INSTRUCTIONS:
(1) Answer these questions from the CAT-SAM passage:
(a) Across how many diverse tasks and how many datasets does the passage report CAT-SAM's improvements?
(b) What are the two practical CAT-SAM variants, and which tuning scheme does each use?
(c) How many tables does the paper contain?
(2) Carry on the CAT-SAM passage after its last line.
━━━━━ PASSAGE
CAT-SAM: Conditional Tuning for Few-Shot Adaptation of Segment Anything Model

TL;DR

The paper tackles the challenge of adapting SAM to unconventional domains with limited labeled data. It introduces CAT-SAM, a decoder-conditioned joint tuning framework that freezes SAM and uses a Prompt Bridge to couple the large image encoder with the lightweight mask decoder, enabling data-efficient adaptation. Two practical variants, CAT-SAM-T (prompt-tuning) and CAT-SAM-A (adapters), implement the bridge within different tuning schemes. Across 11 diverse tasks and 8 datasets, CAT-SAM delivers consistent improvements in one-shot and few-shot settings, including non-RGB domains, demonstrating strong cross-domain transfer and end-to-end segmentation performance without full fine-tuning of SAM.

Abstract

The recent Segment Anything Model (SAM) has demonstrated remarkable zero-shot capability and flexible geometric prompting in general image segmentation. However, SAM often struggles when handling various unconventional images, such as aerial, medical, and non-RGB images. This paper presents CAT-SAM, a ConditionAl Tuning network that adapts SAM toward various unconventional target tasks with just few-shot target samples. CAT-SAM freezes the entire SAM and adapts its mask decoder and image encoder simultaneously with a small number of learnable parameters. The core design is a prompt bridge structure that enables decoder-conditioned joint tuning of the heavyweight image encoder and the lightweight mask decoder. The bridging maps the prompt token of the mask decoder to the image encoder, fostering synergic adaptation of the encoder and the decoder with mutual benefits. We develop two representative tuning strategies for the image encoder which leads to two CAT-SAM variants: one injecting learnable prompt tokens in the input space and the other inserting lightweight adapter networks. Extensive experiments over 11 unconventional tasks show that both CAT-SAM variants achieve superior target segmentation performance consistently even under the very challenging one-shot adaptation setup. Project page: https://xiaoaoran.github.io/projects/CAT-SAM
Paper Structure (25 sections, 8 figures, 12 tables)

This paper contains 25 sections, 8 figures, 12 tables.

Figures (8)

  • Figure 1: The proposed CAT-SAM performs ConditionAl joint Tuning (CAT) to establish communication between SAM's heavyweight image encoder and lightweight mask decoder. This enables synergistic adaptation of the two network components, mitigating tuning imbalances and improving few-shot SAM adaptation.
━━━━━━━━━━
━━━━━ RECORD EXTRACTS
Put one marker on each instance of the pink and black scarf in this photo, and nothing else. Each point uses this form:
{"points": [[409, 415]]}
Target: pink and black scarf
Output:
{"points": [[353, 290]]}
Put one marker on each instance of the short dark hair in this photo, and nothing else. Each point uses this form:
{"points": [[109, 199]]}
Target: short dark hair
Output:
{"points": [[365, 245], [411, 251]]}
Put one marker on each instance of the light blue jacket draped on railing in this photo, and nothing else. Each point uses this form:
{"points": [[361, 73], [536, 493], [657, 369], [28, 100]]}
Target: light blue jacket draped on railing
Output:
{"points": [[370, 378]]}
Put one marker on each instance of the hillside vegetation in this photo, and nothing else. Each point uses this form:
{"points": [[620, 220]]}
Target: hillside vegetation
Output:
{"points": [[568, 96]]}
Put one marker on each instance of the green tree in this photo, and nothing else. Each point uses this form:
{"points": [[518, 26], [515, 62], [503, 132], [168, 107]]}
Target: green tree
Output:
━━━━━━━━━━
RESULTS FOR THE EXERCISE:
(1)
(a) 11 tasks and 8 datasets.
(b) CAT-SAM-T uses prompt-tuning, and CAT-SAM-A uses adapters.
(c) 12 tables.

(2)
  • Figure 2: Overview of CAT-SAM. CAT-SAM keeps the whole SAM frozen while simultaneously tuning the image encoder and mask decoder for downstream adaptation. To address the tuning imbalance between these two network components, we introduce decoder-conditioned joint tuning through the design of Prompt Bridge structure, enabling synergetic and enhanced adaptation. We present two CAT-SAM variants: CAT-SAM-T in (a) and CAT-SAM-A in (b), achieved by integrating the prompt bridge with prompt-based and adapter-based tuning strategies for the image encoder, respectively. (c) illustrates two tailored prompt bridge structures, PB-T and PB-A.
  • Figure 3: Single point to mask evaluation for one-shot adaptation.
  • Figure 4: Visual comparisons of SAM kirillov2023segment (top row) and CAT-SAM (bottom row). We illustrate samples from WHU ji2018fully for building segmentation, MA. Roads MnihThesis for road segmentation, SBU-Shadow vicente2016large for shadow segmentation, Kvasir pogorelov2017kvasir for polyp segmentation, JSRT shiraishi2000development for chest organ segmentation (X-ray images), FLS singh2021marine for marine debris segmentation (Sonar images), and HRSID wei2020hrsid for ship instance segmentation (SAR images). CAT-SAM exhibits one-shot adaptation across most datasets, except for 16-shot over FLS. Red boxes and stars denote geometric prompts, colored regions are mask predictions, and lines show the boundary of ground truth segmentation.
  • Figure 5: Details of the mask decoder in CAT-SAM. Both CAT-SAM variants share the same decoder tuning structures.